Output the lines of the listing below exactly, starting at the line that contains "the clock face" and ending at the line that contains "x=93, y=138", with both of those lines included.

Position identification records
☆ ☆ ☆ ☆ ☆ ☆ ☆

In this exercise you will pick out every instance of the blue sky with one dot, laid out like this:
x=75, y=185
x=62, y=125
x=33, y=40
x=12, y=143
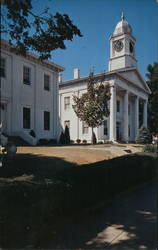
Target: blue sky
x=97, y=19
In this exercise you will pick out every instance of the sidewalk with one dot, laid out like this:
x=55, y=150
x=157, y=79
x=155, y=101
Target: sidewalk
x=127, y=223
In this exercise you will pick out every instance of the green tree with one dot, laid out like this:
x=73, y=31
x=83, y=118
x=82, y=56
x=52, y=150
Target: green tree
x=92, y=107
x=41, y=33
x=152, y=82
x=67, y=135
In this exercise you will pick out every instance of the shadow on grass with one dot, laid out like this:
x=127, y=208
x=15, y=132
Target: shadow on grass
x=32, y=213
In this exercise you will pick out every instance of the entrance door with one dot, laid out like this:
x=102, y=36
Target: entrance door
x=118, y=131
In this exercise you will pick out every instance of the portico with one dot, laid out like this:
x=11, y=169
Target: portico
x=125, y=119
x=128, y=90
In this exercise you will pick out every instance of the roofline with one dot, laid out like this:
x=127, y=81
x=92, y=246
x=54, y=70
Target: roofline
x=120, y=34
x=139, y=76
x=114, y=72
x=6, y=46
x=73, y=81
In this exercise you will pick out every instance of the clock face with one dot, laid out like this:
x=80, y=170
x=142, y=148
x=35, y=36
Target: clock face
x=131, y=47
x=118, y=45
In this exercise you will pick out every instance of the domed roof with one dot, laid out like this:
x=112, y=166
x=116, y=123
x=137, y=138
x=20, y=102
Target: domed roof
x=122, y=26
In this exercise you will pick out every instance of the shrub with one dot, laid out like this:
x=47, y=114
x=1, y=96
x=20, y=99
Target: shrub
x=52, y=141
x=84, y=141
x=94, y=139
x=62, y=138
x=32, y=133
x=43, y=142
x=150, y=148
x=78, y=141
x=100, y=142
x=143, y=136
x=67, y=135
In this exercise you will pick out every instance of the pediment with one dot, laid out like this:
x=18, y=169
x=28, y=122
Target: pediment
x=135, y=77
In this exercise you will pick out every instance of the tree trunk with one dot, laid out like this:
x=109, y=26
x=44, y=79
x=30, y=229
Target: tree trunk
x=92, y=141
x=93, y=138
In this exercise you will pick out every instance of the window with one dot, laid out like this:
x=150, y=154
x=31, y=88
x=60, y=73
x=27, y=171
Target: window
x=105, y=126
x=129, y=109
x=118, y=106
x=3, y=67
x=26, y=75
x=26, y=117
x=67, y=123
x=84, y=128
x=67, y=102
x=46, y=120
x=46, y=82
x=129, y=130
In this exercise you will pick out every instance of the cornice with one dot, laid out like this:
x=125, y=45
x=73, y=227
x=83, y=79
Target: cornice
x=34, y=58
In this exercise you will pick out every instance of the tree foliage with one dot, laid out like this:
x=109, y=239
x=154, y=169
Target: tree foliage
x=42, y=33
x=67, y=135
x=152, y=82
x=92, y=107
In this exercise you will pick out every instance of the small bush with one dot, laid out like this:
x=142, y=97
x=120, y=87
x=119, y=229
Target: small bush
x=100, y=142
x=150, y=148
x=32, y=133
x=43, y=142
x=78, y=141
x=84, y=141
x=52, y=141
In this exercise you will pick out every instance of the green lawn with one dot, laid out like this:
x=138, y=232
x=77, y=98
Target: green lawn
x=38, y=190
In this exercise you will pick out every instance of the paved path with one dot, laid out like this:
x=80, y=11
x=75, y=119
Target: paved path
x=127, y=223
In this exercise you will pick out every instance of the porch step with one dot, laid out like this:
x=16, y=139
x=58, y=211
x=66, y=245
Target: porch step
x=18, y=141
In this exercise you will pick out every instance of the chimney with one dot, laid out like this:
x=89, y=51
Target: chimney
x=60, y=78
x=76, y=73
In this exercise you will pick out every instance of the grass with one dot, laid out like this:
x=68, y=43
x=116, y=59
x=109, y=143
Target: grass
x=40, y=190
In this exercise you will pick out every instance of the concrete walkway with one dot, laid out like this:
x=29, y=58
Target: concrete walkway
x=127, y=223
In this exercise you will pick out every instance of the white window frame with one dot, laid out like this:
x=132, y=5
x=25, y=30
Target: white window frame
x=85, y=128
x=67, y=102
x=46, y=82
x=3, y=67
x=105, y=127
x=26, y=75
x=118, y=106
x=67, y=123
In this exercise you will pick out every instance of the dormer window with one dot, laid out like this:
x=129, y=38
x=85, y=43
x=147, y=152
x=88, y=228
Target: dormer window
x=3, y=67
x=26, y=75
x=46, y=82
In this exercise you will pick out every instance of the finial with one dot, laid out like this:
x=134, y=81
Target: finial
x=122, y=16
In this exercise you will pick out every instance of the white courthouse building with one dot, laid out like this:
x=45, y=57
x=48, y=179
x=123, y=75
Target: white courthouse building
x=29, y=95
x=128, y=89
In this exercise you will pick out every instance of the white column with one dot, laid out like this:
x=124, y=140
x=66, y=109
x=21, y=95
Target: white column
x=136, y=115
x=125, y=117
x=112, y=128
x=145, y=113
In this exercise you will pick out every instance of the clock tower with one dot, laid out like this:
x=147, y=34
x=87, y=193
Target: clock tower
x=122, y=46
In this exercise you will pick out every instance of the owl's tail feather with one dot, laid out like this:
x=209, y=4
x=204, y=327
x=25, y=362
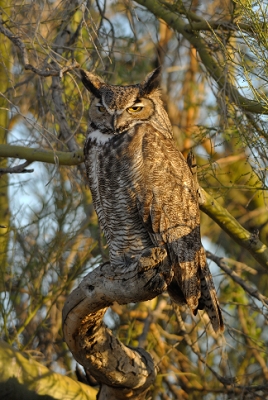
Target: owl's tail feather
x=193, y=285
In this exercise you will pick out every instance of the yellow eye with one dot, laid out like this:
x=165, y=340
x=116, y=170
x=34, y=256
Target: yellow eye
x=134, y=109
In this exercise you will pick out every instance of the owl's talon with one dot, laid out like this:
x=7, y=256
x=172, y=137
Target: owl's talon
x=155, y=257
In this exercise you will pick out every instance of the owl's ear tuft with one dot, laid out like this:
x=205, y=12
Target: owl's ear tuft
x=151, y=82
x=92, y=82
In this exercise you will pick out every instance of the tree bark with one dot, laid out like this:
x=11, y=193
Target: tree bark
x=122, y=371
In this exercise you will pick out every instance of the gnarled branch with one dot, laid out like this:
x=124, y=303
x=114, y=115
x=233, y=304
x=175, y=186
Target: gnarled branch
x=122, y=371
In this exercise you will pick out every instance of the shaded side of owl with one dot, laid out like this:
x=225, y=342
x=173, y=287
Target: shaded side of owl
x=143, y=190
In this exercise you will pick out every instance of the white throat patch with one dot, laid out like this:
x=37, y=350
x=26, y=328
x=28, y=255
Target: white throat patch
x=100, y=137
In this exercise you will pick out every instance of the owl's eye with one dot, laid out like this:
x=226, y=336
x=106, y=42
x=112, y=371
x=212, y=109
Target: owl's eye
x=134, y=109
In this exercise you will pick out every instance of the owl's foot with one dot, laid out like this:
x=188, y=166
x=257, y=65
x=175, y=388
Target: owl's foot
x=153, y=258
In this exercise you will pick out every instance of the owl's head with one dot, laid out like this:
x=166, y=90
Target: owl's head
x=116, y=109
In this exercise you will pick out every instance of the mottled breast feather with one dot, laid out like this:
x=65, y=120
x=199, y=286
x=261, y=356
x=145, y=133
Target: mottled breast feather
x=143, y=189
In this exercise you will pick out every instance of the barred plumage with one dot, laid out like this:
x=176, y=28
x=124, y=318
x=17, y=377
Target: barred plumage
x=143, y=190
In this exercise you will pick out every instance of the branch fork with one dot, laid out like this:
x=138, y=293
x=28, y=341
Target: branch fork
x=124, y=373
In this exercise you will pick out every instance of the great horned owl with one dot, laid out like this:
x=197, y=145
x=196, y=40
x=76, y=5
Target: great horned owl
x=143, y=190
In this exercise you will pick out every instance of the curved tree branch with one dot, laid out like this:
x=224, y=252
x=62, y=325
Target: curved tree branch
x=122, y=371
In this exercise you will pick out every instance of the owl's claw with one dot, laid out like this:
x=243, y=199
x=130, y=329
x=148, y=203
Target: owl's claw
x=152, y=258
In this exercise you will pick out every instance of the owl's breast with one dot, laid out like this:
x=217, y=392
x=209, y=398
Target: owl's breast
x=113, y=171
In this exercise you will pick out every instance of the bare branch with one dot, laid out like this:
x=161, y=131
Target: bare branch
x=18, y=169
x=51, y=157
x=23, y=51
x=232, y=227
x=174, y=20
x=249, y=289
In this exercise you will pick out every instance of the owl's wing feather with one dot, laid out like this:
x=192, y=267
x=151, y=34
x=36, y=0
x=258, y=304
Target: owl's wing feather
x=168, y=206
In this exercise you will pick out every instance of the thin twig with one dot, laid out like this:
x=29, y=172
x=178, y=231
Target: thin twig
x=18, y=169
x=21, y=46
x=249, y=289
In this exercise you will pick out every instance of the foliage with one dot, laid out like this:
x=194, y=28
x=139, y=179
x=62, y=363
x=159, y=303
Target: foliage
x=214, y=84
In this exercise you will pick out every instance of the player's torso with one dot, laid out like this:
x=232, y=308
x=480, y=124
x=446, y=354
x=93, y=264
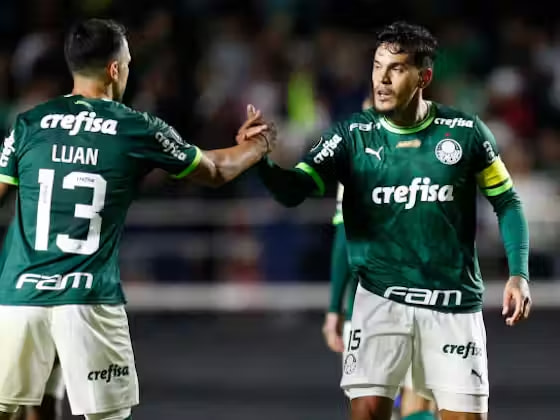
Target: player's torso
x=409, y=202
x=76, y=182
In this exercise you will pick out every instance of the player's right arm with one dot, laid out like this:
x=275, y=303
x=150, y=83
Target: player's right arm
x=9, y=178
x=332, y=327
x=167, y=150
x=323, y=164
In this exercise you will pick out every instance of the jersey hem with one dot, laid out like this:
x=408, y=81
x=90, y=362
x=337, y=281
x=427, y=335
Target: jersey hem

☆ ☆ ☆ ☆ ☆ ☆ ☆

■ **Exercise answer**
In this exercise you will pick out every instance of the clock face with one dot, laid out like this:
x=80, y=170
x=142, y=148
x=35, y=36
Target: clock face
x=131, y=47
x=118, y=45
In this exercise you will pick out every instance of the domed roof with one dot, laid out like this:
x=112, y=166
x=116, y=123
x=137, y=138
x=20, y=102
Target: domed roof
x=122, y=26
In this exercise you will pick out every instance of the shrub with one dot, laid out like this:
x=47, y=114
x=1, y=96
x=20, y=99
Target: shrub
x=52, y=141
x=84, y=141
x=94, y=139
x=62, y=138
x=32, y=133
x=43, y=142
x=150, y=148
x=78, y=141
x=100, y=142
x=143, y=136
x=67, y=135
In this exercise you will pick out every instance of the pediment with one dot, laid out like this:
x=18, y=169
x=28, y=122
Target: pediment
x=135, y=77
In this exercise you will pick out every instance of the tree trunk with one dot, laid out like this:
x=109, y=26
x=44, y=79
x=30, y=229
Target: tree trunk
x=92, y=141
x=93, y=138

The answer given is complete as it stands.